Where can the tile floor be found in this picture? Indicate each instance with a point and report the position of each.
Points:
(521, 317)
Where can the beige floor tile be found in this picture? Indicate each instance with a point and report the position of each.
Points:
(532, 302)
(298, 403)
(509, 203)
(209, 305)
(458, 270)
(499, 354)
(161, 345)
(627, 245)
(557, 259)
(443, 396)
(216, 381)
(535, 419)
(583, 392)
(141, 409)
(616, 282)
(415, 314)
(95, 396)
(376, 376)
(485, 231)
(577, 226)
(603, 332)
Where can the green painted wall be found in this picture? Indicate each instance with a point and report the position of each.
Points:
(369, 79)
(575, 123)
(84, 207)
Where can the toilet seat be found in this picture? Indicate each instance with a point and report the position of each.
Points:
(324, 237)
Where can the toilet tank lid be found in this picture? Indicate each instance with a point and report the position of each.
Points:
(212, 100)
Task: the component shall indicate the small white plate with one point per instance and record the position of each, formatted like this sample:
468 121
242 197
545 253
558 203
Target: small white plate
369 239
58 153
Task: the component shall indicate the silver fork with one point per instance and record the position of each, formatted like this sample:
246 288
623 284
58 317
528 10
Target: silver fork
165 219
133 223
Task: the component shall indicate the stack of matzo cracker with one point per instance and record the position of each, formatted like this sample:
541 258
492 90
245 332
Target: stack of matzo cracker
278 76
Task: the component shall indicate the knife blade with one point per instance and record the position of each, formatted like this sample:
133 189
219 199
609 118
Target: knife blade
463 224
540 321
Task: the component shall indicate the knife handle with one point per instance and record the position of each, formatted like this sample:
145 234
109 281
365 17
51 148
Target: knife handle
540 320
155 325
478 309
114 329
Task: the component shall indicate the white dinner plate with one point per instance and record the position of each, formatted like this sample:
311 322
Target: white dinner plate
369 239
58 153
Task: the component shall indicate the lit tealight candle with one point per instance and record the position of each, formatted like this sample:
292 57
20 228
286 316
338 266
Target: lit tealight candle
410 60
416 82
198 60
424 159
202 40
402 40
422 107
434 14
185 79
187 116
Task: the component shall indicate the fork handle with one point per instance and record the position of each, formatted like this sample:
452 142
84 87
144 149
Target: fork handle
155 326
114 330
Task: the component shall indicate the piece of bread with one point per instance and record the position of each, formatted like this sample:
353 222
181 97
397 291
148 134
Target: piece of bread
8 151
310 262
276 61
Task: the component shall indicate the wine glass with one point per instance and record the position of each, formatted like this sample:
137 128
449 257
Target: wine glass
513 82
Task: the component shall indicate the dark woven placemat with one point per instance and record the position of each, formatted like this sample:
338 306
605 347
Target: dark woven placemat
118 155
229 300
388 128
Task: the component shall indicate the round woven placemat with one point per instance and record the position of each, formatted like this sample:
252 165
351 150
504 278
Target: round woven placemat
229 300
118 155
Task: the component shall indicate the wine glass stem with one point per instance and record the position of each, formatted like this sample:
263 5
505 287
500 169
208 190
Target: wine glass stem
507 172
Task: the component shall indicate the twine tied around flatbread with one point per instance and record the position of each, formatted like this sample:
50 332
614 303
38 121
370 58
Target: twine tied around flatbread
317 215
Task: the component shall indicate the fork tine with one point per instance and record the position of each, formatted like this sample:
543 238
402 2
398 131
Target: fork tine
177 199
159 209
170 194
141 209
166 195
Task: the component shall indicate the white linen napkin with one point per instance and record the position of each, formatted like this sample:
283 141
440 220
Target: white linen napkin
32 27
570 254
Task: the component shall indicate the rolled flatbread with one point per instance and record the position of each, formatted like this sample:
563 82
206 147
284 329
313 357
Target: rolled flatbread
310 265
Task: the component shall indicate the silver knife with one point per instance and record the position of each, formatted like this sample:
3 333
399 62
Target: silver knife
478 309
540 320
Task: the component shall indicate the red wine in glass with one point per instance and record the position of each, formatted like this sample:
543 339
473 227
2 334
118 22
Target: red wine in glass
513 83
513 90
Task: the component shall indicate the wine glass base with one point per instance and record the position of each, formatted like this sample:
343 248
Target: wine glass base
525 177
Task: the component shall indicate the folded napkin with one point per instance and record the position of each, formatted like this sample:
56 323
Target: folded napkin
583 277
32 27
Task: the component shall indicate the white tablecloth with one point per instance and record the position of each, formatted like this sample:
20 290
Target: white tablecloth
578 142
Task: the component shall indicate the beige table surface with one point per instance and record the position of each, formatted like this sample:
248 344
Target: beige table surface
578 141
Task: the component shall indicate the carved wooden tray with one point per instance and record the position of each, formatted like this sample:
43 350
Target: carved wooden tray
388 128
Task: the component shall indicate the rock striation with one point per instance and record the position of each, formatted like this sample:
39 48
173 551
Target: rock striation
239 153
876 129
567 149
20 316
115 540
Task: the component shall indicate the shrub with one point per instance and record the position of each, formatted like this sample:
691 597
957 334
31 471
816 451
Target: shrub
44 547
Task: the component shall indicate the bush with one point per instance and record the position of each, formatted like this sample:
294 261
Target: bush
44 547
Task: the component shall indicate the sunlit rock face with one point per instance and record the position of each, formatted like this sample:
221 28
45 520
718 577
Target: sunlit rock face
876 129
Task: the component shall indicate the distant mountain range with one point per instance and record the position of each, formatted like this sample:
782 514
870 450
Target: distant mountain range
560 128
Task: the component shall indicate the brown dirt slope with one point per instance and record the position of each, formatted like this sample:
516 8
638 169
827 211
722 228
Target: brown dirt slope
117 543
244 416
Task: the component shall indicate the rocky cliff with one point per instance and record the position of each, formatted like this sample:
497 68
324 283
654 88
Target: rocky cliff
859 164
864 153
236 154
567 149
***
◆ DIRECTIONS:
Your task is to transcribe the material exactly.

◆ IN RESPONSE:
Where can the tile floor be found in this picture? Indicate each instance with a point and report the position of each.
Points:
(521, 317)
Where can the beige floor tile be found in this picture? Indicate each instance with a point and report the position of each.
Points:
(532, 302)
(298, 403)
(509, 203)
(209, 305)
(458, 270)
(499, 354)
(161, 345)
(627, 245)
(557, 259)
(443, 396)
(216, 381)
(535, 419)
(583, 392)
(141, 409)
(616, 282)
(415, 314)
(95, 396)
(376, 376)
(485, 231)
(577, 226)
(603, 332)
Where can the green painted wall be found in this picture? Indicate each instance with a point and report the position of each.
Points:
(369, 79)
(575, 123)
(84, 207)
Where can the toilet seat be found in this picture? Indicate each instance with a point and report the position of each.
Points:
(324, 237)
Where can the toilet tank lid be found in this picture? Indicate each instance with a point and report the position of each.
Points:
(212, 100)
Task: the component shall indicate the small white plate with one point per instance and record the position of each, formatted like this sample:
468 121
242 197
545 253
558 203
Target: small white plate
369 239
58 153
Task: the component shall indicate the silver fork with one point per instance and record the position of each, formatted like this sample:
246 288
623 284
58 317
528 10
Target: silver fork
165 219
133 223
Task: the component shall indicate the stack of matzo cracker with one point per instance and record the position of each, formatted like this sample:
541 258
492 90
245 332
Target: stack of matzo cracker
278 76
Task: the component shall indicate the knife blade with one point per instance and record the position of each, formatted like this sample:
133 189
219 199
609 118
Target: knife blade
463 224
540 321
Task: the component shall indicate the knife handle with one point per instance and record the position of each, formatted like this sample:
145 234
109 281
365 17
51 148
Target: knife handle
540 320
155 325
478 309
114 329
Task: the component shall indicate the white dinner plate with one point per instance and record the position of each, formatted like this sample:
311 322
Target: white dinner plate
369 239
58 153
Task: the component shall indicate the lit tealight candle with one point per instance and record the position of each, formatted like this sample:
292 57
20 228
286 316
338 266
Target: lit tealight candle
410 60
416 82
198 60
424 159
202 40
402 40
422 107
434 14
185 79
187 116
Task: the component shall indicate the fork handle with one point per instance and record the position of each, formatted like this sample:
452 142
84 87
144 149
Target: fork handle
155 326
114 330
Task: the component shall indicate the piece of bread with one point per instance and record the position of each, formatted like this sample:
353 222
181 97
397 291
148 134
Target: piece of bread
8 151
310 262
276 61
Task: the component shall indicate the wine glass with one point per instance and record the position of each, formatted like this sample:
137 128
449 257
Target: wine glass
513 82
Task: the component shall indicate the dark woven placemat with one point per instance and record the position of each, formatted like this sample:
338 306
605 347
Target: dark woven placemat
118 155
229 300
388 128
Task: the component shall indicate the round woven placemat with one point per instance and record the position of each, formatted like this sample:
252 165
351 150
504 278
Target: round woven placemat
229 300
118 155
Task: the component shall indicate the wine glass stem with one point per instance and record the position of each, formatted like this sample:
263 5
505 287
500 169
208 190
Target: wine glass stem
507 172
Task: the component shall indicate the twine tied around flatbread with one point per instance and record the position of each, formatted like this sample:
50 332
614 303
38 121
370 58
Target: twine tied around flatbread
317 215
Task: the component shall indicate the fork tine with one point per instance and record the position of each, formatted like this sample:
543 238
402 2
398 131
Target: fork tine
177 199
159 209
170 194
141 209
166 195
Task: the component shall indicate the white linen napkin with one point per instance and record the position of each, formatted like this sample:
283 141
440 220
Target: white linen napkin
32 27
570 254
Task: the component shall indicate the rolled flatbread with one point per instance and record the position of each, formatted like this sample:
563 82
206 147
284 329
313 357
Target: rolled flatbread
310 265
Task: the component shall indicate the silver knife with one point per instance and record the position of each, formatted like this sample:
3 333
399 62
Target: silver knife
478 309
540 320
Task: the component shall indicate the red wine in glass with one point per instance and record the position of each, formatted like this sample:
543 339
473 227
2 334
118 22
Target: red wine in glass
513 83
513 90
Task: the component shall indicate the wine glass base with one point per instance and record the position of each, formatted like this sample:
343 248
Target: wine glass base
525 177
Task: the component shall indicate the folded napkin with one point per instance and record the position of each, formatted like this sample:
56 323
Target: folded napkin
583 277
32 27
Task: the component shall indicate the white tablecloth with one point per instance and record the position of each, formatted like this sample:
20 290
Target: white tablecloth
578 142
Task: the component shall indicate the beige table surface with one point per instance and record the position of each, formatted like this sample:
248 344
Target: beige table surface
578 141
Task: the component shall indicate the carved wooden tray with one point per instance and record the position of each, formatted like this sample:
43 350
Target: carved wooden tray
388 128
Task: the component shall indicate the rock striation with one point per instance and record the position of each, formatted like this sample:
39 48
173 551
Target: rock striation
239 153
876 129
567 149
20 316
115 540
Task: the component shall indicate the shrub with one point per instance and record the position of each, formatted like this sample:
691 597
957 334
31 471
816 451
Target: shrub
44 547
Task: the component shall indicate the bush with one point per instance and record the position of each, formatted like this sample:
294 261
Target: bush
44 547
Task: the component shall indicate the sunlit rock face with one point per instance and record the position of each, formatted like this sample:
221 28
45 520
718 577
Target: sunlit rock face
876 129
Task: the component shall indicate the distant mountain range with one point per instance and record the position of each, formatted like this sample:
782 514
870 450
Target: distant mountain range
560 128
Task: the component shall indicate the brown dirt slope with one point per instance and record the position of each, formatted like this sample:
516 8
638 169
827 211
722 228
Target: brown dirt slope
117 543
244 416
Task: the component shall indicate the rocky cliff with one point per instance and record the position of each, formatted like this sample:
497 68
324 283
654 88
Target: rocky cliff
859 164
864 153
236 154
567 149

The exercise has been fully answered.